— What to produce —
The answer must be the data, repeated exactly.

— Supplied material —
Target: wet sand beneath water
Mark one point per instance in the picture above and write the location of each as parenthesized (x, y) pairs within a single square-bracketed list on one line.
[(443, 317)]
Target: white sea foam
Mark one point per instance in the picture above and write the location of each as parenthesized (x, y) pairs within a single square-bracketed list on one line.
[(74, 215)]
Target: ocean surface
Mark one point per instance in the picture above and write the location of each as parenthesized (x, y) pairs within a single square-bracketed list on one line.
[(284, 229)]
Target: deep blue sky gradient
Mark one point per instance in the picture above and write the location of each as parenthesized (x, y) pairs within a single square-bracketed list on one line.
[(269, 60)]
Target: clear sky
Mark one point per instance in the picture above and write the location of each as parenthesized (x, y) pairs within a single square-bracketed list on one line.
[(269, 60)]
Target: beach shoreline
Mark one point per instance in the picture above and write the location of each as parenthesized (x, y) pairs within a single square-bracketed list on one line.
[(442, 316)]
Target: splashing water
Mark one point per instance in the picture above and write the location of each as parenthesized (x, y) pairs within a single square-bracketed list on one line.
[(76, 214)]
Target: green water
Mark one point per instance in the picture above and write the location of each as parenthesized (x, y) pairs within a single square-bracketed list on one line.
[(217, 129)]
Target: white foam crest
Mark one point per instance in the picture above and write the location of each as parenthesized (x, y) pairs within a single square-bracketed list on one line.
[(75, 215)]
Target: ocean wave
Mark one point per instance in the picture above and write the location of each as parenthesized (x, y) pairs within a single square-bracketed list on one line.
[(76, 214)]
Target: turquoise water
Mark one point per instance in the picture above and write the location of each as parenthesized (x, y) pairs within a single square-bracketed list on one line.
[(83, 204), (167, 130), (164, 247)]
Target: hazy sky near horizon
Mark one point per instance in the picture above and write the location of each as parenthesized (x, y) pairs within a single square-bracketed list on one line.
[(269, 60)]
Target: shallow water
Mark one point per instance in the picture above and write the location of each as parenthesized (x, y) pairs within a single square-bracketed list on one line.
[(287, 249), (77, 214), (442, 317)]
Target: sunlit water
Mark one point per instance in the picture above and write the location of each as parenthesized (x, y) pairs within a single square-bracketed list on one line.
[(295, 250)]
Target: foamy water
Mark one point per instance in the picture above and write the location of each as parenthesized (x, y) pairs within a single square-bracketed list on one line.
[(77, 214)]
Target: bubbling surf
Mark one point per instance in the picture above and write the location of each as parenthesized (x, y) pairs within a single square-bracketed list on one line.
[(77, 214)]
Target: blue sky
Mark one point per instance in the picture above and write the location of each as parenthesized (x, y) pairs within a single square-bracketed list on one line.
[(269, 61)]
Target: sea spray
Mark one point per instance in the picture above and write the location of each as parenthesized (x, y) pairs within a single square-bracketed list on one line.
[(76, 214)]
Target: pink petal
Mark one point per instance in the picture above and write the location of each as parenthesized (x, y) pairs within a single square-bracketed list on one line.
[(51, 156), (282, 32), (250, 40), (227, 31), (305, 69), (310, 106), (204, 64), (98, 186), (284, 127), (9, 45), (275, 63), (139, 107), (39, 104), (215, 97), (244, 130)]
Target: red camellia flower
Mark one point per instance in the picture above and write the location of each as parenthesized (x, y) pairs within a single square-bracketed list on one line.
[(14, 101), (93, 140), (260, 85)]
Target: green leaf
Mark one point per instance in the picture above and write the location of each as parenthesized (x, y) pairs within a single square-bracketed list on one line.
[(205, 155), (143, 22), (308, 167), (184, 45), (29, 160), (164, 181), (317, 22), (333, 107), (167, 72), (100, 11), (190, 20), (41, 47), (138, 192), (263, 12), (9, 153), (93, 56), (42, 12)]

— Your solution —
Target: wet sand beneath water
Mark one point per instance in the picture above and write the location of each as parenthesized (x, y) pairs within a single square-bracketed list on one line.
[(443, 317)]
Target: white sea foam
Mark one point per instance in the picture above and write the location of each as parenthesized (x, y) pairs within a single square-bracketed list on one line.
[(74, 215)]
Target: ocean surface
Mark one point per instance in the picture above and write the location of each as parenthesized (x, y) pairs within a single square-bracketed list on one line.
[(284, 229)]
Target: deep blue sky gradient
Mark one point per instance in the picture above and write the location of each as parenthesized (x, y) pairs within a single square-bracketed list on one line.
[(269, 60)]
Target: clear sky
Mark one point per instance in the picture above and write the location of each as parenthesized (x, y) pairs within a single square-bracketed list on one line.
[(269, 60)]
Target: beach shoreline
Mark one point per instance in the picture above and write the location of each as parenthesized (x, y) pairs within a single square-bracketed list on one line.
[(442, 316)]
Target: splashing water
Mark one point per instance in the picture above and write the location of each as parenthesized (x, y) pairs within a single square-bracketed list on one line.
[(76, 214)]
Target: green water
Mark one point per instance in the picture above and write the location of each as parenthesized (x, y) pairs within a single square-bracketed list on one line.
[(217, 129)]
Target: white foam crest
Mark one point per instance in the picture above and write the location of each as parenthesized (x, y) pairs within a single square-bracketed list on one line.
[(75, 215)]
Target: ocean wave
Mark one point per instance in the picture above and write the location of each as parenthesized (x, y) pairs within a single square-bracketed list on one line.
[(76, 214)]
Target: turquoise water
Mark one point per instance in the picture above and write the location of each as parenthesized (x, y) pairs within a single square-bracketed list on one line.
[(83, 204), (167, 130), (164, 247)]
Target: hazy sky near horizon
Mark one point per instance in the picture above and write the location of each as parenthesized (x, y) pairs within a single square-bracketed list on one line.
[(269, 60)]
Target: shallow water
Mark one point per instance in the picture above and write the location of each as parenthesized (x, y) pairs within a single square-bracketed list on one line.
[(287, 249), (77, 214), (442, 317)]
Target: sunlit water
Mark one point per instance in the picture above and write the location of each as parenthesized (x, y) pairs within a single square-bracketed list on one line.
[(295, 250)]
Target: foamy water
Mark one point per instance in the picture above and write the location of each as parenthesized (x, y) pairs within a single square-bracketed list on one line.
[(77, 214)]
Target: bubbling surf
Mark one point per instance in the picture above and write the location of each as parenthesized (x, y) pairs within a single square-bracketed list on one line.
[(77, 214)]
Target: blue sky
Mark one point per instance in the picture above and write the location of each as parenthesized (x, y) pairs within a single square-bracketed list on one line.
[(269, 61)]
Target: sea spray
Mark one point per instance in the picture above and write the location of each as parenthesized (x, y) pairs within a single square-bracketed list on one line.
[(76, 214)]
Target: pink petal
Mark one point per instance in the picture above and write the location of each as parenthesized (x, y) pairs within a single square-bracketed list on one line.
[(51, 156), (282, 32), (250, 40), (227, 31), (305, 69), (310, 106), (204, 64), (98, 186), (284, 127), (9, 45), (275, 63), (139, 107), (39, 104), (215, 97), (244, 130)]
Target: red camellia flower
Mark one point per instance in the picture above and write the location of each as parenthesized (x, y) pairs within a single square-bracketed list on one line.
[(14, 101), (93, 140), (260, 85)]
Target: green leaf
Mark one point per instance in the picture above and write the location of each as parenthesized (x, y) pairs within a single square-bracketed list on one line.
[(205, 155), (143, 22), (308, 167), (184, 45), (29, 160), (164, 181), (317, 22), (333, 107), (167, 72), (100, 11), (190, 20), (41, 47), (138, 192), (263, 12), (9, 153), (93, 56), (42, 12)]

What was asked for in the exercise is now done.